> [AIM] Convert every line of the listing below into a Markdown table with two columns, Row and Line. Put a row number in Row and the line in Line, and leave out blank lines.

* begin SUPPLIED ENTRIES *

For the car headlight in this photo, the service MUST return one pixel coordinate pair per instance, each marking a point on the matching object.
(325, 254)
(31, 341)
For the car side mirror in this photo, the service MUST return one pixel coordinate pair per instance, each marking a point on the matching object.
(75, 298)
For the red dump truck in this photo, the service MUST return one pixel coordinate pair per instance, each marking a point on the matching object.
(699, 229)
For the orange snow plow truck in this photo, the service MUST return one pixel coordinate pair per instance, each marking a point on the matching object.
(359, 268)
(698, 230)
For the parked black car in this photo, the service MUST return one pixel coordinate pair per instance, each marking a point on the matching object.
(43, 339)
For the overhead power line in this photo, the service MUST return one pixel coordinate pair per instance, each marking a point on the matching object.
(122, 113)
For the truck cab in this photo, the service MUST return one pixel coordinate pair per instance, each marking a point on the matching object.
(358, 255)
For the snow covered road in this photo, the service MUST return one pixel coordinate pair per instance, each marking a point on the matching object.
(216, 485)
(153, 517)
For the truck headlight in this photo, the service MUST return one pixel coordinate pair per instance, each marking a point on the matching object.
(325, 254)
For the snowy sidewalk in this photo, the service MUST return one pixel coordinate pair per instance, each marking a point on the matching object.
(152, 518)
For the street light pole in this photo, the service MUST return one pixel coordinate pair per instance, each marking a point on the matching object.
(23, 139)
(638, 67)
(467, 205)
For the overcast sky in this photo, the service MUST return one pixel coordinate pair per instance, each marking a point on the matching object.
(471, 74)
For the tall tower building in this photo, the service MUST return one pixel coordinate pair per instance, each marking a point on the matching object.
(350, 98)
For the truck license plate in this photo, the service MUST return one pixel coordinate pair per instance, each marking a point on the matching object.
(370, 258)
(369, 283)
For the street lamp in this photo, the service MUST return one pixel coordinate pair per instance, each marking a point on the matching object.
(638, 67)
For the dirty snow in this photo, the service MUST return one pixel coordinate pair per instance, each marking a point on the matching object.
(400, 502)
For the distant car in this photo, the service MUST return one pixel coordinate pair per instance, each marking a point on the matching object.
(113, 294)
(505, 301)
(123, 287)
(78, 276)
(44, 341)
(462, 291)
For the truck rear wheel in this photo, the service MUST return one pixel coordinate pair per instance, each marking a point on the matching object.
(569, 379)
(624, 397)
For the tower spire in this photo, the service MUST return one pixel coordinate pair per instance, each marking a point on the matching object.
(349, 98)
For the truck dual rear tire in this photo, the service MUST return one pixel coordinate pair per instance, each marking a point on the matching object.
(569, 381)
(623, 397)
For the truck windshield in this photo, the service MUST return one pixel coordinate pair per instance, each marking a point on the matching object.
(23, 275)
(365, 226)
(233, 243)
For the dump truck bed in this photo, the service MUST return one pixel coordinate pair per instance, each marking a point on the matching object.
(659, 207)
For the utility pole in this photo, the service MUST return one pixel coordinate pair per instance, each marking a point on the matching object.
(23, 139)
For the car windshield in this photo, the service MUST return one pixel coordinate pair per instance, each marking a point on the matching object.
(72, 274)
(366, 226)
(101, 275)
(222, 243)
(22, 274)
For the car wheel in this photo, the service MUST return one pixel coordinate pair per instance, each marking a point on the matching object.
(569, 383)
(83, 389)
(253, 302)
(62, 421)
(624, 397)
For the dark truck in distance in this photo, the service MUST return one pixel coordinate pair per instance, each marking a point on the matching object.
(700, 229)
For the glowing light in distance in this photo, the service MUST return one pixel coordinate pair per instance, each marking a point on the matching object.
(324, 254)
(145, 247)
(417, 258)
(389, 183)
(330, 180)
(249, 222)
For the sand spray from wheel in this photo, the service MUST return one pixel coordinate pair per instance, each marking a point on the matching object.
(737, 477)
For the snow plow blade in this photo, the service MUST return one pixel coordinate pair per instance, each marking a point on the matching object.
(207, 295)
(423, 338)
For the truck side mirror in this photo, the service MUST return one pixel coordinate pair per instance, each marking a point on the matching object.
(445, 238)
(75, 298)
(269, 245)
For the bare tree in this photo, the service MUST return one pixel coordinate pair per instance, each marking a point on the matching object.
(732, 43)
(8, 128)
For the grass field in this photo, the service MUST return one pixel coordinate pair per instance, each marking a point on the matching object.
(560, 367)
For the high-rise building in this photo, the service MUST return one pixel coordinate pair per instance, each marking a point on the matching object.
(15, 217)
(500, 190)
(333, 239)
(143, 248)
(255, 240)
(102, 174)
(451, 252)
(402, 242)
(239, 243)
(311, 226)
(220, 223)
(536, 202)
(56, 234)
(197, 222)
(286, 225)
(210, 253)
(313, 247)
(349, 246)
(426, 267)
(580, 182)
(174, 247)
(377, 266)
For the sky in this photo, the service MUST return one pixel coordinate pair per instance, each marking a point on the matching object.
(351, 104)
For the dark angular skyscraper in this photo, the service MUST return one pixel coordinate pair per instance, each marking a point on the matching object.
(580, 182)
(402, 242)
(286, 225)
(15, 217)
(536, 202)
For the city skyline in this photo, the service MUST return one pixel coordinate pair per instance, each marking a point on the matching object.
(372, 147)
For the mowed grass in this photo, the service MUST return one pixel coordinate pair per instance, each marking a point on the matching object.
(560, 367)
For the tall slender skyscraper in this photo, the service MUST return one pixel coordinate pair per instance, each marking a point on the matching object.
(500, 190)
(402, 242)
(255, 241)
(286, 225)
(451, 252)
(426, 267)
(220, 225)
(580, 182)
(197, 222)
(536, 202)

* end SUPPLIED ENTRIES *

> [COMPLETE RESPONSE]
| Row | Line |
|---|---|
| 1 | For the car headlight in this photo, the service MUST return one pixel coordinate pair per instance, each marking a point on the matching object. |
| 2 | (325, 254) |
| 3 | (31, 341) |
| 4 | For the car side mirror in this photo, the service MUST return one pixel coordinate pair per instance, each marking a point on the matching object. |
| 5 | (75, 298) |
| 6 | For the red dump truck in this photo, the service MUST return one pixel coordinate pair per instance, each marking a point on the matching object. |
| 7 | (699, 229) |
| 8 | For the orange snow plow truck in this photo, the service MUST return one pixel coordinate pair per instance, each marking a point on the matching object. |
| 9 | (359, 268) |
| 10 | (698, 230) |
| 11 | For the parked black car in this photo, the service MUST return one pixel coordinate pair per instance, each marking a point on the matching object. |
| 12 | (43, 339) |
| 13 | For the overhead power line in this photo, the service MUST return one pixel coordinate pair per instance, each marking a point on the matching object. |
| 14 | (122, 113) |
| 15 | For the truck cab in this photo, the service MUST return one pixel coordinate pair per instance, each marking a point on the matching object. |
| 16 | (358, 255) |
| 17 | For the snow covered road in this photo, the service MUST return one pixel coordinate pair per instance, each marking a point on the matching object. |
| 18 | (216, 485) |
| 19 | (153, 517) |
| 20 | For the truck headlight in this photo, the service MUST return one pixel coordinate pair per instance, each marking a point on the matching object. |
| 21 | (325, 254) |
| 22 | For the snowy sidewalk in this photo, the service MUST return one pixel coordinate pair per instance, each marking a point on the matching object. |
| 23 | (152, 518) |
| 24 | For the street light pole in this photo, the service MUST return one pixel coordinate pair per instance, each marking a point on the matching object. |
| 25 | (23, 139) |
| 26 | (638, 67) |
| 27 | (467, 205) |
| 28 | For the overcast sky in this photo, the service MUST return one pixel coordinate pair per instance, each marking a point on the matching object. |
| 29 | (471, 74) |
| 30 | For the tall tower building in this photo, the service MUST return one pixel coordinate pair per instance, each marking a point on the matching object. |
| 31 | (350, 98) |
| 32 | For the truck license plate in this photo, the service MUST return one pixel coordinate pair per instance, each marking a point on the matching object. |
| 33 | (370, 258) |
| 34 | (369, 283) |
| 35 | For the street lamp in this photo, the service MUST return one pixel coordinate pair per instance, each marking a point on the matching object. |
| 36 | (638, 67) |
| 37 | For the dirty snow in this photo, the service MUST return one pixel coordinate pair per instance, each marking a point on the matching object. |
| 38 | (400, 502) |
| 39 | For the distant car in this photo, the service MUST return one pixel coordinate pair per instance, each marking a point on the matching object. |
| 40 | (113, 294) |
| 41 | (505, 301) |
| 42 | (123, 287) |
| 43 | (78, 276) |
| 44 | (44, 341) |
| 45 | (462, 291) |
| 46 | For the truck rear wheel in this photo, the service MUST return one pixel coordinate pair per instance, each marking a point on the matching object. |
| 47 | (569, 379) |
| 48 | (624, 397) |
| 49 | For the tower spire in this photo, the service MUST return one pixel coordinate pair per instance, each marking a point on the matching object. |
| 50 | (349, 98) |
| 51 | For the truck dual rear tire in this photo, the service MUST return one pixel coordinate pair per instance, each marking a point on the matching object. |
| 52 | (569, 381) |
| 53 | (623, 397) |
| 54 | For the truck windshield in this photo, the service MUST return one pixel coordinate pair per instance, each marking a point on the matching object. |
| 55 | (23, 275) |
| 56 | (365, 226) |
| 57 | (233, 243) |
| 58 | For the dump truck bed in this photo, the service MUST return one pixel coordinate pair per instance, each marking a point on the matching object. |
| 59 | (659, 207) |
| 60 | For the utility pole in this photo, the service MUST return one pixel coordinate pair per instance, each marking a point on the matching object. |
| 61 | (23, 139) |
| 62 | For the car windshield in this photo, the service MUST return one pixel coordinate pair per instance, each marking a point on the matching object. |
| 63 | (72, 274) |
| 64 | (366, 226) |
| 65 | (101, 275) |
| 66 | (222, 243) |
| 67 | (22, 274) |
| 68 | For the car wheel in this photo, the service MUST return one pixel coordinate pair per instance, each marking a point on the matching object. |
| 69 | (569, 383) |
| 70 | (83, 389) |
| 71 | (253, 302) |
| 72 | (62, 421) |
| 73 | (624, 397) |
| 74 | For the dark truck in distance in this photo, the service MUST return one pixel coordinate pair per instance, each marking a point on the matching object. |
| 75 | (700, 229) |
| 76 | For the glowing light in distance in this photo, the service MUST return one pixel coordinate pair per instance, each marking a point on the matching object. |
| 77 | (324, 254) |
| 78 | (145, 247) |
| 79 | (417, 258) |
| 80 | (389, 183) |
| 81 | (330, 180) |
| 82 | (249, 222) |
| 83 | For the sand spray from wheel in this photo, the service MUST return one pixel coordinate pair per instance, each marking a point on the matching object. |
| 84 | (737, 477) |
| 85 | For the snow plow blade in this photo, the service MUST return one pixel coordinate pair per instance, each marking a point on the matching object. |
| 86 | (207, 295) |
| 87 | (423, 338) |
| 88 | For the truck side mirror in this photo, the service MUST return one pixel coordinate pair per instance, each marking a point on the matching object. |
| 89 | (445, 238) |
| 90 | (75, 298) |
| 91 | (269, 245) |
| 92 | For the bare tree in this photo, the service MUST return one pixel coordinate pair per instance, each marking a point on the matching object. |
| 93 | (732, 43) |
| 94 | (8, 128) |
| 95 | For the grass field in this photo, the service MUST return one pixel coordinate pair per instance, each marking a point on the matching object. |
| 96 | (560, 367) |
| 97 | For the high-rise building in this photo, the service MUST return one pixel coordinate pair per instance, each marking a point on the matching object. |
| 98 | (15, 217) |
| 99 | (500, 190) |
| 100 | (333, 239) |
| 101 | (143, 248) |
| 102 | (255, 240) |
| 103 | (102, 174) |
| 104 | (451, 252) |
| 105 | (402, 242) |
| 106 | (239, 243) |
| 107 | (311, 226) |
| 108 | (220, 223) |
| 109 | (536, 202) |
| 110 | (56, 234) |
| 111 | (197, 222) |
| 112 | (286, 225) |
| 113 | (210, 253) |
| 114 | (313, 247) |
| 115 | (349, 246) |
| 116 | (426, 267) |
| 117 | (580, 182) |
| 118 | (174, 247) |
| 119 | (377, 266) |
| 120 | For the sky in this photo, the service MUST return one pixel coordinate pair per instance, each marking a point on the matching object. |
| 121 | (351, 104) |
| 122 | For the dark angular skyscraper in this photo, the service MUST return one pixel coordinate pair per instance, each marking a point on the matching object. |
| 123 | (580, 182) |
| 124 | (402, 242) |
| 125 | (286, 225) |
| 126 | (15, 217) |
| 127 | (536, 202) |
| 128 | For the city skyline in this photo, the service MUST return one pixel coordinate pair per instance, each marking a point on the matching object. |
| 129 | (372, 147) |
| 130 | For the mowed grass in this photo, the service MUST return one pixel coordinate pair per instance, each marking a point on the matching object. |
| 131 | (560, 367) |
| 132 | For the tall slender skyscraper in this photo, the service MUST return one pixel coordinate pair per instance, each marking a point on the matching object. |
| 133 | (500, 190) |
| 134 | (402, 242) |
| 135 | (255, 241) |
| 136 | (286, 225) |
| 137 | (451, 252) |
| 138 | (426, 267) |
| 139 | (220, 225) |
| 140 | (580, 182) |
| 141 | (197, 222) |
| 142 | (536, 202) |